This is how we are woken up by Elmo in the weekend. If Georgie hears us getting up and moving about she’ll jump at the bars of her cage, demanding to be let out. So, the other morning I went to get her and brought her back to the bedroom. I wasn’t ready to get up and start the day just yet, so Georgie was allowed to be on the bed for a bit.
Elmo tucked his head under his body and waited for Richard to give him a cuddle. The head-tucking is a quirk of Elmo’s (a possible side effect from having had PMV as a baby). We find it so adorable.
Georgie is thinking of having a preen. Elmo's keeping an eye on her.
Georgie preening. Elmo decides to hop off the bed.
After a bit of time on the bed both pigeons decide to hop off the bed to start their day. Elmo hides behind the bedroom door – a favourite cooing spot – and calls incessantly to us. Georgie finds a nice spot behind the mirror and coos and dances excitedly when I come down to see her.
It has been a fabulous week of sun and clear skies. After so many weeks of rain and mud it’s a welcome break.
I took the pigeons out on Friday for their first real time out in the garden this year. They each had a turn in the pen in the sun. We cannot trust Elmo nor Georgie out in the garden without some form of protection. Georgie, being mostly blind and unable to fly properly (she usually ends up flying backwards), has a habit of taking off suddenly if spooked – which is what can happen in the garden with the strange environment and sounds. Elmo, being an ex-PMV sufferer, cannot fly properly either. He hasn’t got the flight muscles nor coordination, however, he can fly up quite high for short bursts if frightened and potentially end up in an undesirable place (e.g. over the hedge onto the railway track that’s on the other side of our garden). We therefore have two options when taking Elmo and Georgie outside: 1) put them in the enclosed wired pen, or 2) put a flight harness on them.

Stored entries
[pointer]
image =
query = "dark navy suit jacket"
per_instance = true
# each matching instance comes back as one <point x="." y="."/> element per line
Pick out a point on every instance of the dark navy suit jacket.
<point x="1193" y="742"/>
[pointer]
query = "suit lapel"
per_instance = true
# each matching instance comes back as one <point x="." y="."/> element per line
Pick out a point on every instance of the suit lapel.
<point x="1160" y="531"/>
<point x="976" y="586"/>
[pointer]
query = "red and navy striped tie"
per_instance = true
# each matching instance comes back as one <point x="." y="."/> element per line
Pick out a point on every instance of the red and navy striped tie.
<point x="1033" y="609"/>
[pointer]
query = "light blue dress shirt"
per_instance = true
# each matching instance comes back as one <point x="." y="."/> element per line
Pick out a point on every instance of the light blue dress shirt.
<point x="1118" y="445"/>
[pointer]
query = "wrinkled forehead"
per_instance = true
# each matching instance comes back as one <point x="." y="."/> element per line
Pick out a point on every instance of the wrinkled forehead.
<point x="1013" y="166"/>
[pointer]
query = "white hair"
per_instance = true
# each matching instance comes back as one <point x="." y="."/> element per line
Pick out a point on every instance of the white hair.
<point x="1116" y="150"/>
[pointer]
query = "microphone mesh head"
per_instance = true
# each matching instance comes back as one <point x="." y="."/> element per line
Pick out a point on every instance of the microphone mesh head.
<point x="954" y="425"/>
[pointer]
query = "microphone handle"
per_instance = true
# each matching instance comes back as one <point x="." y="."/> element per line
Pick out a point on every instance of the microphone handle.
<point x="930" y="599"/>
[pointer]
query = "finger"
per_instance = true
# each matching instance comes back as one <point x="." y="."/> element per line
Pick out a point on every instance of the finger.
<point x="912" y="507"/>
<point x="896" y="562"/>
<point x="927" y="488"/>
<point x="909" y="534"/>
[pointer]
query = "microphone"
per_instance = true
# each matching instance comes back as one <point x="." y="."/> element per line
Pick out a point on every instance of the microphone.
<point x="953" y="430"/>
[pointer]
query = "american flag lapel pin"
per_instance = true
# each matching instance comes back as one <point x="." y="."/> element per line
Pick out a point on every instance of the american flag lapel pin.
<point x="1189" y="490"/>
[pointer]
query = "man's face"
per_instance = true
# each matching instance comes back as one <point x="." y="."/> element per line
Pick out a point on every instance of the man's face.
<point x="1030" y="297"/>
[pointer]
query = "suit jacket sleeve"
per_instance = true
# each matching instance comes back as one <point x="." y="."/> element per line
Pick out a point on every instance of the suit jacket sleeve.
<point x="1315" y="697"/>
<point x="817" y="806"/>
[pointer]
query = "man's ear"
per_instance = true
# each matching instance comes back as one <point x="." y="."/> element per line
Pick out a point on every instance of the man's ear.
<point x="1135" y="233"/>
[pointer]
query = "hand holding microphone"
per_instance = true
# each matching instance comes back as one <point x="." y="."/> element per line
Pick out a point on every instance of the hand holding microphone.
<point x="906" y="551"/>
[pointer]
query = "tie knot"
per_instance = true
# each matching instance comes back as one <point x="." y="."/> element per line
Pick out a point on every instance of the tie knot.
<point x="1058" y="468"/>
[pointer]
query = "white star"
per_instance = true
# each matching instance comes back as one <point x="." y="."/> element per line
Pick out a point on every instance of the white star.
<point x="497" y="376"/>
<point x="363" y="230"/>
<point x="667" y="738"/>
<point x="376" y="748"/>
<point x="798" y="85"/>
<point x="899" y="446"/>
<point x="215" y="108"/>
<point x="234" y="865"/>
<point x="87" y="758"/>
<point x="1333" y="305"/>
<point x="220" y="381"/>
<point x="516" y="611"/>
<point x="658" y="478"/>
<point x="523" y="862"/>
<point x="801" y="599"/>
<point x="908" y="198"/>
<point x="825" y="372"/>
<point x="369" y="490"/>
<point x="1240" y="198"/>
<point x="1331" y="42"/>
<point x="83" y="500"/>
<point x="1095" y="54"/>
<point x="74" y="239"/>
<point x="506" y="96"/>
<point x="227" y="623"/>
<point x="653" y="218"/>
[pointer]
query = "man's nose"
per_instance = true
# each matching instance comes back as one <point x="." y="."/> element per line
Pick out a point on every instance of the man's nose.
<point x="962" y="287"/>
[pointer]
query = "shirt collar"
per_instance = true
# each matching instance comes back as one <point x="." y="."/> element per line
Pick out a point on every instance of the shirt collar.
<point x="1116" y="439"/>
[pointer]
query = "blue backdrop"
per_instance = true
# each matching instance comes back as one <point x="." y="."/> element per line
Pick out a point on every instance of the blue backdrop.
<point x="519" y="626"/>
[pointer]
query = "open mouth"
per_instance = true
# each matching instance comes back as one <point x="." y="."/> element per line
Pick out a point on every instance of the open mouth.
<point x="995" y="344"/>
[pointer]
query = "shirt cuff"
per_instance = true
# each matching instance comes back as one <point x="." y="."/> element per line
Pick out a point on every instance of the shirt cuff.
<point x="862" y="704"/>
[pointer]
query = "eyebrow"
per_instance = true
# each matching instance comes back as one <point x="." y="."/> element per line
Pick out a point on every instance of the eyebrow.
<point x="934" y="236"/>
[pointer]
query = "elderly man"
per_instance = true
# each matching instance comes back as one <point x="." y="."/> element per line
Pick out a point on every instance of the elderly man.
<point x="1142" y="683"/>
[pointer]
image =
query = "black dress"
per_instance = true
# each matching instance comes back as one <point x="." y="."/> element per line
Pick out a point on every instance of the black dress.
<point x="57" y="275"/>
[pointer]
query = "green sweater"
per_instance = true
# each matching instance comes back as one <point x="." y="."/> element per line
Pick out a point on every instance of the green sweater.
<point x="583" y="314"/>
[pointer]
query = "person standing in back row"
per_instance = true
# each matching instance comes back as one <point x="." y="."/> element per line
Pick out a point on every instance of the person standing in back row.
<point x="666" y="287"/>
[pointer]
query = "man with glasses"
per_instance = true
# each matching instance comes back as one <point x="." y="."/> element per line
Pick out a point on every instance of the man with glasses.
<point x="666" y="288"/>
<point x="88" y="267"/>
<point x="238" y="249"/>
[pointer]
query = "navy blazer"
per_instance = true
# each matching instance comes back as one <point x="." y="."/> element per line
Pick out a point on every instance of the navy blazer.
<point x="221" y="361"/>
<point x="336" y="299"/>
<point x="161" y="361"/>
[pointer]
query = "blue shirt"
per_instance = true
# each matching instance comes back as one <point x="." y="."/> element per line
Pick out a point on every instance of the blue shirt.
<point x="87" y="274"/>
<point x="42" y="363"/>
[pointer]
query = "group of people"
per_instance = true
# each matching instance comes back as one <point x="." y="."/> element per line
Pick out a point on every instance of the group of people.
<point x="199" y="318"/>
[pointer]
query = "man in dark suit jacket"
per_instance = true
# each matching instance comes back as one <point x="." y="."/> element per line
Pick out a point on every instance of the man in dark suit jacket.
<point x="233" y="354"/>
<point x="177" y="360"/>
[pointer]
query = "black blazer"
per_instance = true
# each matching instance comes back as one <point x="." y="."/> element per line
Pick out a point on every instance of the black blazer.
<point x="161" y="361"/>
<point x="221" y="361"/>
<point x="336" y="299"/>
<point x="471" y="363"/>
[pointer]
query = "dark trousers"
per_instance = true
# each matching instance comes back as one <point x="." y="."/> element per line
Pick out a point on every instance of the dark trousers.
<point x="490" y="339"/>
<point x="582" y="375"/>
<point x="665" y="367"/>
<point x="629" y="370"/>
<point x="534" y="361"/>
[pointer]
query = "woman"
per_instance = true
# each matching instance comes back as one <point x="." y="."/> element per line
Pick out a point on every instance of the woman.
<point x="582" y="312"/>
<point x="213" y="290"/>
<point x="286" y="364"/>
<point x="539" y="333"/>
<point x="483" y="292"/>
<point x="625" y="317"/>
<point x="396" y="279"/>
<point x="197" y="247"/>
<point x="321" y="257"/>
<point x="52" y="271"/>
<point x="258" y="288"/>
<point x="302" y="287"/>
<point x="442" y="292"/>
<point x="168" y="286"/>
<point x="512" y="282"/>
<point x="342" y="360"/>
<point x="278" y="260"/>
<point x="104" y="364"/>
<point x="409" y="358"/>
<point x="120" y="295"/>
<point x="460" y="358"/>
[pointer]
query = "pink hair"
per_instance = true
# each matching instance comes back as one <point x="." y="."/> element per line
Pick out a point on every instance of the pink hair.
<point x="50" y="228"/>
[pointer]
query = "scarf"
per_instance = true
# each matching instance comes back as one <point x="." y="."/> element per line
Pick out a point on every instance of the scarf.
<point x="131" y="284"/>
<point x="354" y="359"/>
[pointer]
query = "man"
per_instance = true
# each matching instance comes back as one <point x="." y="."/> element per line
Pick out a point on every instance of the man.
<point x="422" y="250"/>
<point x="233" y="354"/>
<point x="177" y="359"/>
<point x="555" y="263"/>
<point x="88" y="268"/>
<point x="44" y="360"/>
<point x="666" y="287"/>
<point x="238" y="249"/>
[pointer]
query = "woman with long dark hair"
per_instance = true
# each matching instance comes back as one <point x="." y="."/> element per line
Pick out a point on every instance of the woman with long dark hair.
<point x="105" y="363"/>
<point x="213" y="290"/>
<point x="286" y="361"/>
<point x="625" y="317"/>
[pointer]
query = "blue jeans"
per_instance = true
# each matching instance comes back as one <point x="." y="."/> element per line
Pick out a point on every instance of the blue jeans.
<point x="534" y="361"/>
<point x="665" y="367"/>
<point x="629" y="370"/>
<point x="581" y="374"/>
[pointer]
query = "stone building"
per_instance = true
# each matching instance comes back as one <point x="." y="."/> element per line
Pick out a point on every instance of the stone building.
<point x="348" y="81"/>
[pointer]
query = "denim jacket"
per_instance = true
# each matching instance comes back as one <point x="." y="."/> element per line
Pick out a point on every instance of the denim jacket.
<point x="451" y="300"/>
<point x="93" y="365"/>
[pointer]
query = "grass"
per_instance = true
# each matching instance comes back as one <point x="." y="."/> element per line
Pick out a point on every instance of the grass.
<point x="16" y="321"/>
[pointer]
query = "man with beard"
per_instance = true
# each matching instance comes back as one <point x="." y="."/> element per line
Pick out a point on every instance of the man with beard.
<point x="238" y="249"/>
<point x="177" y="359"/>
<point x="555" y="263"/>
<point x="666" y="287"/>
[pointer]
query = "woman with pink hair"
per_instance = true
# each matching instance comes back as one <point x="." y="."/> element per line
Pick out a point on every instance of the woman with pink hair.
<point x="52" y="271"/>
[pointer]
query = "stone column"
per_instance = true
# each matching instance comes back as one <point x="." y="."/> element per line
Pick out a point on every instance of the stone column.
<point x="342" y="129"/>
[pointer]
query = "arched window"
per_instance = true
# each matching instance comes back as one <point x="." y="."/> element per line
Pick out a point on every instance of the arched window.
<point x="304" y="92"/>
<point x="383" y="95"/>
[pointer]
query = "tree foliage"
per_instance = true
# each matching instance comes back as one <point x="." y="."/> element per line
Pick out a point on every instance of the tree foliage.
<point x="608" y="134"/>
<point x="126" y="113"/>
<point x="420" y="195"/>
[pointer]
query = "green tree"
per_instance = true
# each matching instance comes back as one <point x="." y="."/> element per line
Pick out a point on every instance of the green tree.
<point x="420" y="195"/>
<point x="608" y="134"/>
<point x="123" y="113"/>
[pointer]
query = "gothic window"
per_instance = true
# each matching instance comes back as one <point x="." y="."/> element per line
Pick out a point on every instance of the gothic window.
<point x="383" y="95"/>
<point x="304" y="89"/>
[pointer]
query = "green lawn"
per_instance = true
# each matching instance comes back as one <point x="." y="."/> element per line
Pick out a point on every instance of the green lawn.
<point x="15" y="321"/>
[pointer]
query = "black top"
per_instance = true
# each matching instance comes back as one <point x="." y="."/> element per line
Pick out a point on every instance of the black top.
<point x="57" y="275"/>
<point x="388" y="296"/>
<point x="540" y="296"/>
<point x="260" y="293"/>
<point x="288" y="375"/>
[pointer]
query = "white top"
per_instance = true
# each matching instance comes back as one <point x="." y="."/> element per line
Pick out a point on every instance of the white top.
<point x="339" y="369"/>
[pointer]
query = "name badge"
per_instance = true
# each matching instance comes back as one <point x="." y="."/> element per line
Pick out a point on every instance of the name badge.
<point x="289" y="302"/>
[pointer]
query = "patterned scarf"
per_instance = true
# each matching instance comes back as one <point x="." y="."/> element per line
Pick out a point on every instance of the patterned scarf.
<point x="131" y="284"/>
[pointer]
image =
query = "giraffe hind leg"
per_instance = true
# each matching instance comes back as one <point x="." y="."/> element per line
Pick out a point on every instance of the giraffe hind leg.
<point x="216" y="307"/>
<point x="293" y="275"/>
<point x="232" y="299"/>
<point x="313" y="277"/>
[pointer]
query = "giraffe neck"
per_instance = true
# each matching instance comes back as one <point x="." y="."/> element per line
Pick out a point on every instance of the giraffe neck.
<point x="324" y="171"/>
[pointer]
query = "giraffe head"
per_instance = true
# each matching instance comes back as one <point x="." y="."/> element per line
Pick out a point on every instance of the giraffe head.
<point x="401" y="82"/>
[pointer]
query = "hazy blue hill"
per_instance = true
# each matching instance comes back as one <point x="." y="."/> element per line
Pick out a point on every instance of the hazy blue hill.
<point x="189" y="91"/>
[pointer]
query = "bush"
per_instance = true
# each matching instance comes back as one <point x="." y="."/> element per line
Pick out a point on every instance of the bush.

▶ **What this exercise asks**:
a. Answer these questions using the passage about the pigeons:
(i) What does Elmo do with his head while waiting for Richard to give him a cuddle?
(ii) Where does Georgie settle after hopping off the bed?
(iii) What lies on the other side of the garden hedge?
b. Carry on the passage about the pigeons from its final sentence.

▶ **Expected responses**:
a.
(i) He tucks his head under his body.
(ii) She finds a spot behind the mirror.
(iii) A railway track.

b.
When we first got Elmo we used to take him out without a harness or putting him in a pen. We thought that since he could see and was unable to fly properly, he wouldn’t get himself into trouble. We soon learnt how stupid we were and how dangerous the situation really was (read: Fly, birdie, fly!).
What used to happen with Elmo is that he’d spend some time with us in the garden. He’d be pecking at the dirt and grass – as happy as Larry – then suddenly he’d decide he’d had enough and walk over the pebble path back to the front door round the corner of the building. He’d wait there until Richard let him into the flat (which would be fairly quickly since we didn’t like him being out of our view). On one occassion Richard and I were in the garden, lying on the grass, when all of a sudden a little Jack Russell terrier appeared by our heads. It was our uncle’s dog, Minnie. Luckily, we had already put the pigeons back in the flat so there was no danger, however, it really sunk into my mind that had Elmo been free in the garden at that moment, Minnie would have attacked him in a heartbeat. And what if Elmo had gone to the front door at that moment, out of our view when Minnie came over? It’s too horrible to think about. We immediately stopped letting Elmo roam free in the garden and got the pen and harness for our pigeons.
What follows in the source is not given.